- **WORK INSTRUCTIONS**
Write out each of the entries below word for word, leaving out the pictures.

·····

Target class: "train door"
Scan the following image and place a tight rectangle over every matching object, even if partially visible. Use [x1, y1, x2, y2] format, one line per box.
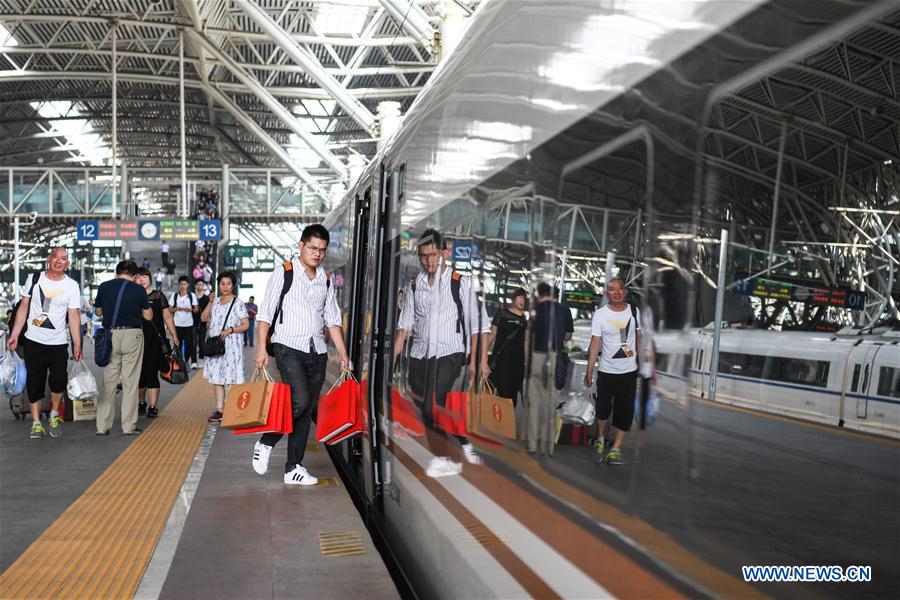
[343, 187, 372, 482]
[841, 344, 881, 419]
[690, 333, 712, 398]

·····

- **FINAL RESULT**
Target class: "train door"
Scan the following image and place a tight rectangle over every matching object, even if partially visible. Use [x1, y1, x2, y2] format, one line per box.
[343, 187, 372, 482]
[841, 344, 881, 419]
[690, 333, 712, 398]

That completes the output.